_WORK TO DO_
Output the lines that follow exactly as they are.

_EXTRACTED DATA_
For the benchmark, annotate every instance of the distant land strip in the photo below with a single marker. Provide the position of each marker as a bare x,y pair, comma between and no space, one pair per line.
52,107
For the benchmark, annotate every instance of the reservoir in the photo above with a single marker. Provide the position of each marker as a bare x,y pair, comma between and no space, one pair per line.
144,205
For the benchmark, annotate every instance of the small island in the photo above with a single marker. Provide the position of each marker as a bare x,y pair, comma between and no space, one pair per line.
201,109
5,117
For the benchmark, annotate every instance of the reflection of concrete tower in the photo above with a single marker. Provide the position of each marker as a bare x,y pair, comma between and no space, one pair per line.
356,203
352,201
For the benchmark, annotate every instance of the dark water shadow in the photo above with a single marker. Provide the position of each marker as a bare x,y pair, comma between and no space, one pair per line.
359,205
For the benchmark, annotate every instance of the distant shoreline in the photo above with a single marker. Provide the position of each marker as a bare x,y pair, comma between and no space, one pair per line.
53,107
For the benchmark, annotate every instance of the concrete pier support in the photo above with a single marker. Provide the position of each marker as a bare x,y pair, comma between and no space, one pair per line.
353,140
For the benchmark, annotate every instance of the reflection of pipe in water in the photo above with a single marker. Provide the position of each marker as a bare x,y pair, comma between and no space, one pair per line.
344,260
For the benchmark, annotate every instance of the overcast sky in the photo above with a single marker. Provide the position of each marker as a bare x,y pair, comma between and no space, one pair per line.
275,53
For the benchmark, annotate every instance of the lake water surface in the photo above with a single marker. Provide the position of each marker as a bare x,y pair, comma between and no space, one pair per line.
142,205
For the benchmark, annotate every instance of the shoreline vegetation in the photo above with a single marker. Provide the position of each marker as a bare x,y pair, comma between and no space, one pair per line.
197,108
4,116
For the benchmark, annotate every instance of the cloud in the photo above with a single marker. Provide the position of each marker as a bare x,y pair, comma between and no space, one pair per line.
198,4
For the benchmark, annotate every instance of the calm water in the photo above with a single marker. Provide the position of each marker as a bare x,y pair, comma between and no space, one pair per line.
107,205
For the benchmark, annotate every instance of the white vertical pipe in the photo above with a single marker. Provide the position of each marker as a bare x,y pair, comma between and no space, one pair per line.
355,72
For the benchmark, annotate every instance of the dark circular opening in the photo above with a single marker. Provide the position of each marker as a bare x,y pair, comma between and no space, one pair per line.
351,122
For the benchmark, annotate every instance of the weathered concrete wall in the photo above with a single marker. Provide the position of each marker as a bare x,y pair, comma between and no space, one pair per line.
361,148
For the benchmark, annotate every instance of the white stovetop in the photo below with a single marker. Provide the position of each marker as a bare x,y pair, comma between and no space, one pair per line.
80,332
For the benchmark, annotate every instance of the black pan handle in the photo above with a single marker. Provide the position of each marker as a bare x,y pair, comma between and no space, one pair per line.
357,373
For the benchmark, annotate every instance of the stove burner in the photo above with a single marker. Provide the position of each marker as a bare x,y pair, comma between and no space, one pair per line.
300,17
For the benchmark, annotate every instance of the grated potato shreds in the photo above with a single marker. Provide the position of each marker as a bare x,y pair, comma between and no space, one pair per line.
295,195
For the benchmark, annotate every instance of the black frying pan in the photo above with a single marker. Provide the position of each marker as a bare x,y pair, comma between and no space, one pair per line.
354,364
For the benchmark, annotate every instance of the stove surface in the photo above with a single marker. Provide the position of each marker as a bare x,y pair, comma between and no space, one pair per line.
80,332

_OUTPUT FOR THIS EXERCISE_
For the benchmark, annotate every instance of the distant land strip in the photo below with a single marker. Provide the position of each marker as a bare x,y pair, comma between and no space, one pair per line.
52,107
For the benchmark, annotate every instance of the reservoir in the photo above with a single marker. Provide the position of each marker as a bare x,y pair, comma between and no space, one pair per line.
144,205
For the benchmark, annotate every instance of the small island in the photo above with a single marker. Provide the position of each marker as a bare x,y pair, comma between and no space, one pair per line.
201,109
5,117
For the benchmark, annotate every instance of the reflection of concrete tower in the photo above with a single marker. Provide the position of each marker as a bare x,y pair, comma between and no space, one pair per line.
356,203
352,201
For the benchmark, annotate every instance of the dark water shadow in the photo above with a single marker. Provide the position of each marker as a bare x,y pair, comma between and no space, one pair per line.
359,205
For the benchmark, annotate every instance of the distant shoreline in the photo above with a single marker. Provide the position of each marker as a bare x,y pair, comma between and no space, one pair per line.
53,107
For the benchmark, annotate every instance of the concrete pier support in the photo above with a single marker. Provide the position of each marker as a bare x,y pair, comma between and no space, one pair per line.
353,140
For the benchmark, annotate every instance of the reflection of pipe in water in the photo above with a single marker. Provide the position of each marker as a bare x,y pair, comma between and no space, one pair per line.
344,260
For the benchmark, annotate every instance of the overcast sky in the photo above with a single marker. Provide the position of each marker as a bare x,y pair, comma between and no space, one pair per line.
275,53
For the benchmark, annotate every instance of the lake water surface in the photo above with a single marker. Provide the position of each marker as a bare x,y pair, comma between and no space, one pair per line.
142,205
For the benchmark, annotate every instance of the shoreline vegetation in the photo above with a single marker. Provide the position of each marker as a bare x,y pair, comma between and no space, one pair per line.
197,108
4,116
For the benchmark, annotate every instance of the cloud in the photo above with a single marker. Provide the position of each marker as a bare x,y pair, comma between and no space, one pair per line.
198,4
For the benchmark, annotate every instance of the calm water in the photo above with a single marker. Provide the position of each marker as a bare x,y pair, comma between and no space, one pair per line.
107,205
For the benchmark, annotate every instance of the white vertical pipe in the photo above with a single marker. Provide the position of each marker as a bare x,y pair, comma between and no space, one pair per line.
355,72
For the benchmark, annotate every instance of the dark circular opening in the photo above with a single marker. Provide the position of each marker as a bare x,y pair, comma between and no space, one pair per line.
351,122
For the benchmark, annotate every instance of the weathered concrete wall in the photo above with a single marker. Provide the position of each marker as a bare x,y pair, comma between and no space, one pair per line.
361,148
For the benchmark, annotate every instance of the white stovetop in the photo below with a single marker. Provide the position of each marker as a bare x,y pair, comma between and no space, one pair per line.
80,332
For the benchmark, annotate every instance of the black pan handle in the photo above with a single marker. Provide the position of each marker as a bare x,y pair, comma between and no space, one pair per line.
357,373
For the benchmark, annotate every instance of the stove burner in the photo above with a single marker. Provide the position of each marker as a bare x,y pair, comma between and no space, one pair per line.
300,17
For the benchmark, annotate every instance of the grated potato shreds in the photo above with a single marker. Provide the position of each marker as a bare x,y pair, comma between and no space, one pair per line.
295,195
For the benchmark, annotate every instance of the black frying pan in the photo above with a single marker. Provide the position of each marker as a bare x,y pair, comma between and no space, one pair per line.
354,364
For the benchmark, annotate every instance of the stove surface in the photo above with a single marker. Provide the position of each marker as a bare x,y pair, comma between and no space, one pair per line.
80,332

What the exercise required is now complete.